── Task input

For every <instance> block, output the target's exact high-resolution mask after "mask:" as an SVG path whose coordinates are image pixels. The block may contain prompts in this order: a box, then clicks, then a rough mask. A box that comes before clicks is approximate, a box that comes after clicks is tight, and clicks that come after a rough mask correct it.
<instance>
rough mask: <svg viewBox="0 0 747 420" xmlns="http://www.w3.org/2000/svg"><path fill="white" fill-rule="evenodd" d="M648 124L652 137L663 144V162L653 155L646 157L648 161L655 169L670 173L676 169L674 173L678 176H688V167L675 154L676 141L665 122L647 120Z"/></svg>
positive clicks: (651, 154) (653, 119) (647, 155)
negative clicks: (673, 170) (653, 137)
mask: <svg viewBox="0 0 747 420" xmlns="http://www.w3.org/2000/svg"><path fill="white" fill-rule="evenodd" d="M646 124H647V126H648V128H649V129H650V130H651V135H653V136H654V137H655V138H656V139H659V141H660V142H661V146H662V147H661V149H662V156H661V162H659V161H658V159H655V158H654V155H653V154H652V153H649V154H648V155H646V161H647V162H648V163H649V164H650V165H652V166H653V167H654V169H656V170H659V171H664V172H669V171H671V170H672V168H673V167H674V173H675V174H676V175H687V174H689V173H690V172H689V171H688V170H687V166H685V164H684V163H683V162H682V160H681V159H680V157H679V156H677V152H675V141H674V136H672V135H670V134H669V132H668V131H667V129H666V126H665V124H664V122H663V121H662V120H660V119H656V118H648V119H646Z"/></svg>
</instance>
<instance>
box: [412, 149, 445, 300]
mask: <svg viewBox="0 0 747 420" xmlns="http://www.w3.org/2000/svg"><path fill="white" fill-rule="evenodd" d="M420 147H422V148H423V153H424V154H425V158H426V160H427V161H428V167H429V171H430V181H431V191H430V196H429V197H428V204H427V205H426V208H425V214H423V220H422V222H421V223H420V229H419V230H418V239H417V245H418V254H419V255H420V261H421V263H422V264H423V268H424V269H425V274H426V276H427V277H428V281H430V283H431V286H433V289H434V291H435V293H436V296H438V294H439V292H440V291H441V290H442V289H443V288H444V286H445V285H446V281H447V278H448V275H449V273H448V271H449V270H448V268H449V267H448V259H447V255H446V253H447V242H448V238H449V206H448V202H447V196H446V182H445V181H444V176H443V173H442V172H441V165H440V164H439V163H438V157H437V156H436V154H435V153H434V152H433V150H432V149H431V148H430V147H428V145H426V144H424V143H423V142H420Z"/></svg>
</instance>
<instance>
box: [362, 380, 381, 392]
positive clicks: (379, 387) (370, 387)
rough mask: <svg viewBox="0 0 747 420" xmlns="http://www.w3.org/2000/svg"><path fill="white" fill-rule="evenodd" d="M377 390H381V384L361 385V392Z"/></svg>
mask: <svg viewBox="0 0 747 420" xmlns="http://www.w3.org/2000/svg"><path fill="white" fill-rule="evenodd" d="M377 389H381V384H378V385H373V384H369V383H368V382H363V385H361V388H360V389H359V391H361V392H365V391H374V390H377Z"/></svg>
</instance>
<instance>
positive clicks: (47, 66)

────

→ **Your task**
From the first line of the records above down to the line containing "positive clicks: (651, 154)", repeat each line exactly as written. Include both of those lines and add nothing.

→ **Output of the task**
For every <instance> block, output the target's exact high-resolution mask after "mask:" as an SVG path whose coordinates are image pixels. The block may contain prompts in this order: a box, then clicks, then a rough mask. A box that comes before clicks is approximate, a box that comes after clicks is tight, and clicks that come after a rough mask correct it.
<instance>
rough mask: <svg viewBox="0 0 747 420" xmlns="http://www.w3.org/2000/svg"><path fill="white" fill-rule="evenodd" d="M648 124L652 137L663 144V162L653 155L646 157L648 161L655 169L670 173L676 169L674 173L678 176H688V167L675 154L676 141L665 122L647 120Z"/></svg>
positive clicks: (651, 154) (653, 119) (647, 155)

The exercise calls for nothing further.